┌──
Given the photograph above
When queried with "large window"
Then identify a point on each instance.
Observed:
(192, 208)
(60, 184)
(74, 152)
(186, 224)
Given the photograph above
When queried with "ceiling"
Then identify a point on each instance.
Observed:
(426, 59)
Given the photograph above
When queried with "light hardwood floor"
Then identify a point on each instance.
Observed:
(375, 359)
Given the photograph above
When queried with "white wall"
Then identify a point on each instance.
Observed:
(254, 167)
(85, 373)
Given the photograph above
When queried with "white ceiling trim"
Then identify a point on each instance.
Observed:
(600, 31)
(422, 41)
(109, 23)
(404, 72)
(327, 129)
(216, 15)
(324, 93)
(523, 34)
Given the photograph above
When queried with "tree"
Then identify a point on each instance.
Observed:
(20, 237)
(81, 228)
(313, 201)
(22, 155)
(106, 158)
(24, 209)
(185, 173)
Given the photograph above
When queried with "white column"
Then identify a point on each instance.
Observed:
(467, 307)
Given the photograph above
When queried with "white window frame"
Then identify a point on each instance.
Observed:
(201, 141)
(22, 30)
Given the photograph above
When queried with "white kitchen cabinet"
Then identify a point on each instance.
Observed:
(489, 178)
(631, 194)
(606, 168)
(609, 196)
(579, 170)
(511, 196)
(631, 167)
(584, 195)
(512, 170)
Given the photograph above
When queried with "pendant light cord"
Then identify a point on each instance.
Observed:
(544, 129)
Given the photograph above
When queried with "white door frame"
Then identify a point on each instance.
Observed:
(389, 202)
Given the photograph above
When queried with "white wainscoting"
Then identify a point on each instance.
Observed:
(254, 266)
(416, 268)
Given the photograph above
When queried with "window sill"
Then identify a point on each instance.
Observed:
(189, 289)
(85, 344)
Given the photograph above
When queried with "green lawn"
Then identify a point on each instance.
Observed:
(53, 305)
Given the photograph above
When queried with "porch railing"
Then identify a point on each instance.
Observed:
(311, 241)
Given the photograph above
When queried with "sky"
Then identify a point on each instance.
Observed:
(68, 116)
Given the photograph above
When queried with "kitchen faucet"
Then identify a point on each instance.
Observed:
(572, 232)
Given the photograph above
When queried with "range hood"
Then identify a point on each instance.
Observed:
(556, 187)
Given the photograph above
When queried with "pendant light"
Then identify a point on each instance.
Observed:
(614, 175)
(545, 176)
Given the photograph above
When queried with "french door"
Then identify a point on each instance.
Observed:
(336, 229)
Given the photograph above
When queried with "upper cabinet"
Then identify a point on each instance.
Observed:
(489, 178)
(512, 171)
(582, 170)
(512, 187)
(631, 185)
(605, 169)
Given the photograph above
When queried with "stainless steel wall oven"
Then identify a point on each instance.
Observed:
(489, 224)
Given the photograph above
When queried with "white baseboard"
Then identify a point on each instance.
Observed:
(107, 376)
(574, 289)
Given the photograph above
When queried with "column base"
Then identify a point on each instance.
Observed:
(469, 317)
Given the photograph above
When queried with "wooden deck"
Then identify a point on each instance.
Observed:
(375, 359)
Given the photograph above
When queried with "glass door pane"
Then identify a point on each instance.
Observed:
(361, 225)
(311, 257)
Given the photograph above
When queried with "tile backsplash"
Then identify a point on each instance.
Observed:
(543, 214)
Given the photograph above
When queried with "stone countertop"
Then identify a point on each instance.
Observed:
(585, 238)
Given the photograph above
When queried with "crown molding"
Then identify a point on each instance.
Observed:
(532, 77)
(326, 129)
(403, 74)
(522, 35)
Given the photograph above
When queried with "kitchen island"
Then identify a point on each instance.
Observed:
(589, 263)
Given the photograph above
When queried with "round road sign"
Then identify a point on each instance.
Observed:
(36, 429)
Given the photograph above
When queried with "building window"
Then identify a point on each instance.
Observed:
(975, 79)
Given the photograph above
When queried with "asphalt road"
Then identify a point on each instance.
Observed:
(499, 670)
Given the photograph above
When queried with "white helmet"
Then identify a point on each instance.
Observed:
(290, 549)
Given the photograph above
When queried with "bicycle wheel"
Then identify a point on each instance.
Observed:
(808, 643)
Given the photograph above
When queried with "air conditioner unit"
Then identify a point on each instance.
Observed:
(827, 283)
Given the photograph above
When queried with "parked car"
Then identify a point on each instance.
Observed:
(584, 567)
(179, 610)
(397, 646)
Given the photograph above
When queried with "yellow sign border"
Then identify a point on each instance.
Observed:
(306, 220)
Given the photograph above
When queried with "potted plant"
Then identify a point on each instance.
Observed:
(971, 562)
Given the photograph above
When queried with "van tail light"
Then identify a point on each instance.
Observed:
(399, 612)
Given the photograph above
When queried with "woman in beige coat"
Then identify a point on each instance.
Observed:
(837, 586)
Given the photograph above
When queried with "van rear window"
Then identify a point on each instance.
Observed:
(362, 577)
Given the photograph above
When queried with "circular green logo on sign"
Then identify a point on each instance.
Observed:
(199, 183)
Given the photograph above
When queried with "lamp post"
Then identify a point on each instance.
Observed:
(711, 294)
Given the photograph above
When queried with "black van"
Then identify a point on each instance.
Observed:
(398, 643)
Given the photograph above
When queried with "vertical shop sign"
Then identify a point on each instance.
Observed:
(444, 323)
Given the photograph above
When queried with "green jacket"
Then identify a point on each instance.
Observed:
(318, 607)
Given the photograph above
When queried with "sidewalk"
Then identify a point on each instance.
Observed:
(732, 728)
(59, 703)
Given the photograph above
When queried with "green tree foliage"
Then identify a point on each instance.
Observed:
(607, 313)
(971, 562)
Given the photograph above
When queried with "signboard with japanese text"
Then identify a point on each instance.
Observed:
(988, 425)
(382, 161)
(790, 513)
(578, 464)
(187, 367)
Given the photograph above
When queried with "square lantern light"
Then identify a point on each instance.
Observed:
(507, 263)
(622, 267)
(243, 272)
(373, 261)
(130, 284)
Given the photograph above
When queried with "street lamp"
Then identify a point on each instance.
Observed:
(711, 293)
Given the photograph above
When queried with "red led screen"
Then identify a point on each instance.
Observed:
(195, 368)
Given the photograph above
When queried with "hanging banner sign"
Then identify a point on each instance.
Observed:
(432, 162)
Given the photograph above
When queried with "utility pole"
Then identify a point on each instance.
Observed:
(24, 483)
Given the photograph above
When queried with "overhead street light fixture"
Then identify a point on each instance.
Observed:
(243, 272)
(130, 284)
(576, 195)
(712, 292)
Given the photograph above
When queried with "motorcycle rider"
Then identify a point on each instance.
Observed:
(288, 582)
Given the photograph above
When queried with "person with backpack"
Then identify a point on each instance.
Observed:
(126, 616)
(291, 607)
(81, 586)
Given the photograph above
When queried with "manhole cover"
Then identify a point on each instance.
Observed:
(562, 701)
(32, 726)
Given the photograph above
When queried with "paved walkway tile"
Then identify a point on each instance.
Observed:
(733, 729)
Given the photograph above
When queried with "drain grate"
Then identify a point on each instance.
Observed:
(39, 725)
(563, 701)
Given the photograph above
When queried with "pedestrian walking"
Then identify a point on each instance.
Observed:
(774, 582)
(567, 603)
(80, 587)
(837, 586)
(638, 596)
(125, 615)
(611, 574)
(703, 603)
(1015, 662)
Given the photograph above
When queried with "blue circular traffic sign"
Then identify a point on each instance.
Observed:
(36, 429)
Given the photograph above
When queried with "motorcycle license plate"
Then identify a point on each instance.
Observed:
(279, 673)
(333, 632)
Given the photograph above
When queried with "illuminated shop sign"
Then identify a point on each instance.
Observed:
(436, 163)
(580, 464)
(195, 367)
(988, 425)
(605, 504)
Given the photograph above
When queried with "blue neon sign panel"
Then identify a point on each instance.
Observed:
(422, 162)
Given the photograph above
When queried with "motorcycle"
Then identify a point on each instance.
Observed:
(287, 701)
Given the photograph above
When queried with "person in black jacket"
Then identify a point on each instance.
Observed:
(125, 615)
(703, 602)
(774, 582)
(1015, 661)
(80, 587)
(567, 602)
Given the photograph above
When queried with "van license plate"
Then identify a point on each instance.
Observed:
└──
Show every line above that contains the string "plate", matching case exactly.

# [Solution to this exercise]
When queried with "motorcycle license plate"
When queried with "van license plate"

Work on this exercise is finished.